## About this task
Make a verbatim copy of the records; pictures stay out.

(Region pointing data)
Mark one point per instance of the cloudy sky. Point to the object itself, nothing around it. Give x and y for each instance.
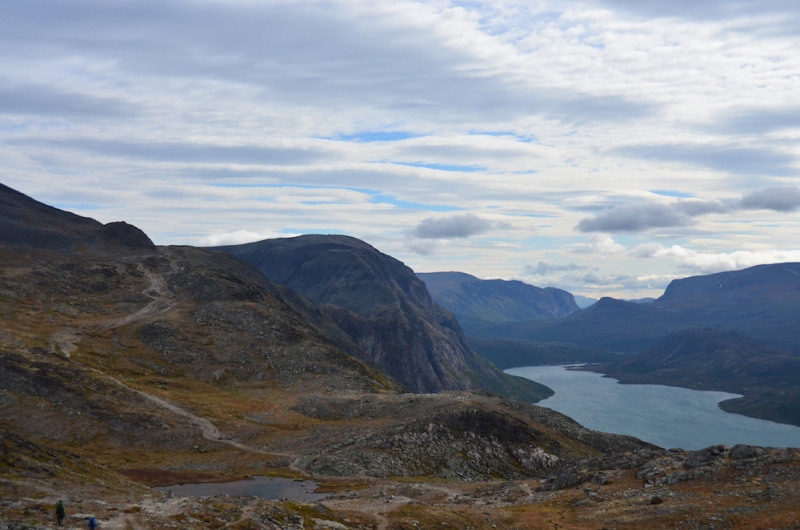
(603, 146)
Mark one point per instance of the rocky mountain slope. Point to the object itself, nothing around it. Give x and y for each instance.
(385, 309)
(707, 359)
(475, 302)
(123, 365)
(509, 353)
(762, 302)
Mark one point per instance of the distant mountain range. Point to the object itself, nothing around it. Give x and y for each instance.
(708, 359)
(476, 302)
(762, 302)
(385, 310)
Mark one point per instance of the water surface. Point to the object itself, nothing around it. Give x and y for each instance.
(663, 415)
(271, 488)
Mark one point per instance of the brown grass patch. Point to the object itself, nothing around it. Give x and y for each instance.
(166, 477)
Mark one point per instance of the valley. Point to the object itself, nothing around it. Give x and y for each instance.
(125, 365)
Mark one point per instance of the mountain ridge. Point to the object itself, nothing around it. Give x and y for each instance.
(384, 307)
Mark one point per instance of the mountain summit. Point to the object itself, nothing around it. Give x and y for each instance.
(474, 301)
(384, 307)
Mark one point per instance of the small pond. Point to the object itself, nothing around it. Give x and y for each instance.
(270, 488)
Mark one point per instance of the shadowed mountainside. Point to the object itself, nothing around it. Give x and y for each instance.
(707, 359)
(762, 302)
(382, 305)
(508, 353)
(124, 364)
(475, 302)
(180, 357)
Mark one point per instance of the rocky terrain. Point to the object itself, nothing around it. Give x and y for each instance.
(761, 302)
(509, 353)
(386, 311)
(476, 302)
(125, 365)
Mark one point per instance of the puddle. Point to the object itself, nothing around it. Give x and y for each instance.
(270, 488)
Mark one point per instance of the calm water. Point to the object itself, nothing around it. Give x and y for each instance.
(662, 415)
(270, 488)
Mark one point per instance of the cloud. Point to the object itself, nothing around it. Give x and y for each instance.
(187, 152)
(708, 262)
(756, 121)
(454, 226)
(785, 199)
(544, 268)
(46, 101)
(634, 218)
(708, 9)
(697, 207)
(425, 247)
(625, 281)
(237, 237)
(643, 217)
(732, 159)
(599, 244)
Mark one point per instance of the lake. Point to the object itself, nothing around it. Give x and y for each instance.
(662, 415)
(271, 488)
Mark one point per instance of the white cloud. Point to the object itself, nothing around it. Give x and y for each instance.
(709, 262)
(237, 237)
(368, 118)
(599, 244)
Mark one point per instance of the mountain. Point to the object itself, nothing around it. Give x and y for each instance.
(762, 302)
(27, 223)
(509, 353)
(583, 301)
(609, 324)
(143, 363)
(385, 308)
(476, 302)
(125, 365)
(708, 359)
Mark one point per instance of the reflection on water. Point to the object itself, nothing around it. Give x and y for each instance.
(271, 488)
(662, 415)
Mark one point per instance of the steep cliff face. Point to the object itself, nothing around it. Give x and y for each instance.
(383, 306)
(474, 301)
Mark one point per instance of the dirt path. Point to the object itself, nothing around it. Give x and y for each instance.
(210, 432)
(162, 301)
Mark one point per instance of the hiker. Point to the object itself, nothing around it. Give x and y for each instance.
(61, 512)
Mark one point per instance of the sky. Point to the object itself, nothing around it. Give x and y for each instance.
(605, 147)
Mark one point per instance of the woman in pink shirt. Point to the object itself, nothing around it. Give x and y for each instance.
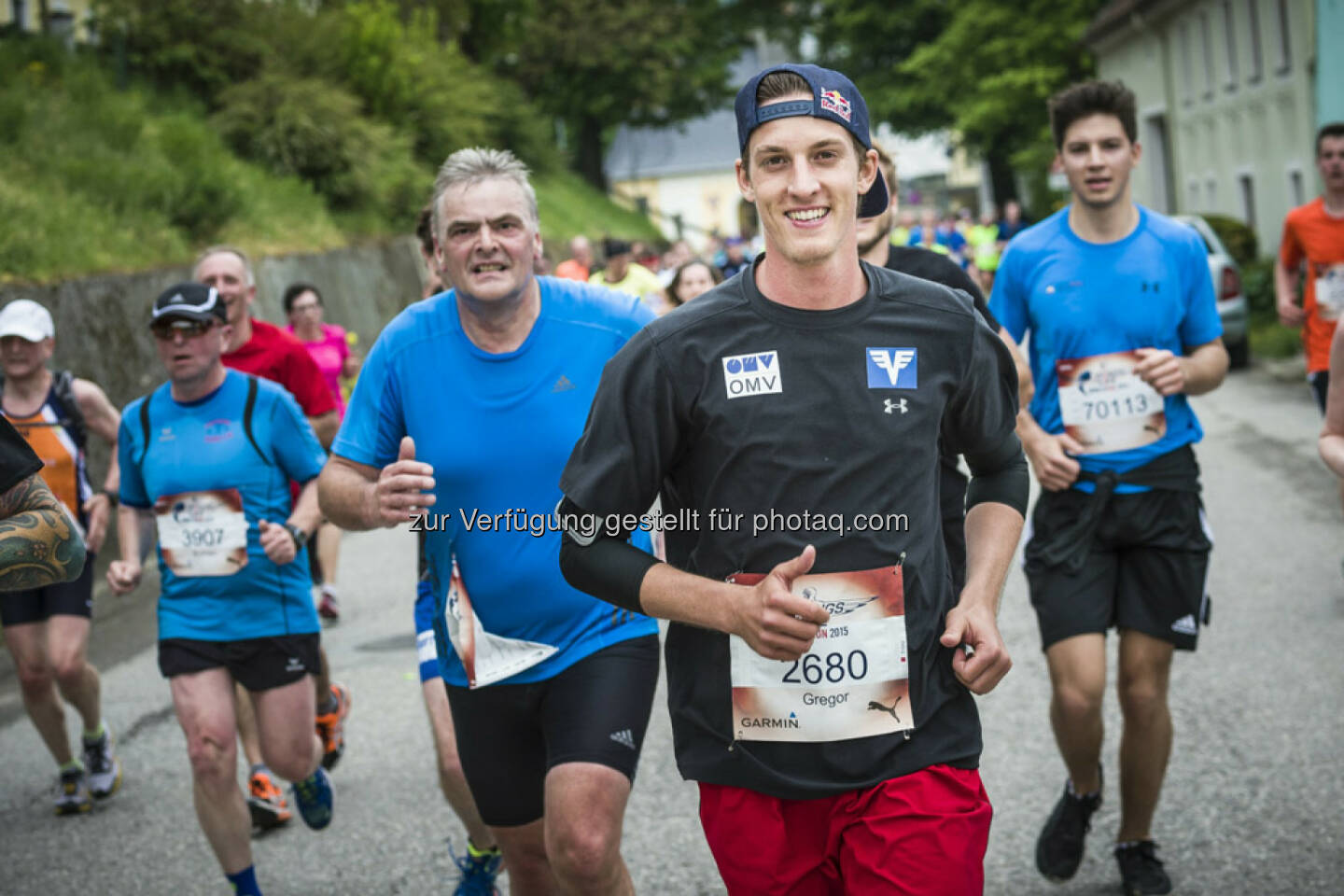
(329, 348)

## Task solution
Mark one point per instance of the cloudy sky. Point to the object itself, nothing around it. Give x and y for each instance.
(603, 146)
Mark one point per instance of the rocky mountain slope. Point to the object itself, nothing around it. Give x and y for each instance.
(385, 309)
(707, 359)
(475, 302)
(123, 365)
(509, 353)
(762, 302)
Mark one point per instance of the distant mountain range. Point to the object itself, nothing around it. Give x and y for each instance.
(708, 359)
(476, 302)
(762, 302)
(385, 310)
Mark one point per instance of the water surface. Point to the object itself, nothing around it. Give x and y for each instance.
(663, 415)
(271, 488)
Mark one point per instance of the brown grass patch. Point to the object itself, nothing around it. Give x and y for each instance.
(166, 477)
Mark one point per instance of the valley. Point to the object itself, nothing around it. Give x and y for each instance.
(125, 365)
Mark one point per instance of the mountain ridge. Point to the object itself, nothing around it. Give x and y for each instance.
(384, 307)
Mark one point per instance of the mountain summit. Point to the object itself, nothing around it. Give x and y for each instance.
(474, 301)
(384, 307)
Mark one point per instance of the small pond. Point to the object itself, nothing around it. Give x and y for each instance.
(270, 488)
Mark one point per instance of the shadowed mountainside. Point to the object itself, nothing around it. Give x and y for each instance.
(707, 359)
(762, 302)
(382, 305)
(508, 353)
(124, 364)
(475, 302)
(180, 357)
Mark one point per instance of the rocky terrain. Point to the object itself, nothing around it. Give x and y for each instance.
(761, 302)
(509, 353)
(386, 311)
(476, 302)
(125, 365)
Mark one point per instance of the puddle. Point to the object itself, nothing around it. Give x and y for each instance.
(270, 488)
Mark one point per instance of the calm water. Point to the object itself, nothing around it. Give x and y for each instance.
(662, 415)
(270, 488)
Mark one point per instance of the cloud. Point to the object itself, nothing around it. Give x and y for each instance.
(187, 152)
(708, 262)
(756, 121)
(454, 226)
(785, 199)
(544, 268)
(46, 101)
(634, 218)
(708, 9)
(697, 207)
(425, 247)
(625, 281)
(237, 237)
(643, 217)
(732, 159)
(599, 244)
Mark one point per instance of the lake. Point to the object itself, nothing around it. Give x and y for each instance.
(662, 415)
(271, 488)
Mark one point per instance of the white cloud. Point to the object itself, nothing around it. Give x and y for each instance.
(709, 262)
(237, 237)
(368, 118)
(599, 244)
Mark one point per instance of the mountain. Point to the object itself, nothing around it. Give x and y for each instance.
(762, 302)
(27, 223)
(509, 353)
(583, 301)
(609, 324)
(143, 363)
(385, 308)
(476, 302)
(125, 365)
(708, 359)
Mark one point per instance of the reflection on water. Point to the object itself, nothing around it. Give x and y for each instance.
(271, 488)
(662, 415)
Mark one point per instance of the steep cliff face. Point to the object itself, nothing around it. Give x and y for each instance.
(383, 306)
(474, 301)
Mark one point per instance of the dirt path. Point to the object itself, nothing around it. Give x and y for each instance.
(210, 432)
(162, 301)
Mark one point per instance of the hiker. Point to the object itself, nothing around it. Give x and y for each instance.
(61, 512)
Mark one point per instance of the sky. Point to the object itself, nothing around it. Give x and y for each instance.
(605, 147)
Mark one point per instance of the woman in pink shirt. Point to the object itself, nothing around it. Give x and y for each instance.
(329, 348)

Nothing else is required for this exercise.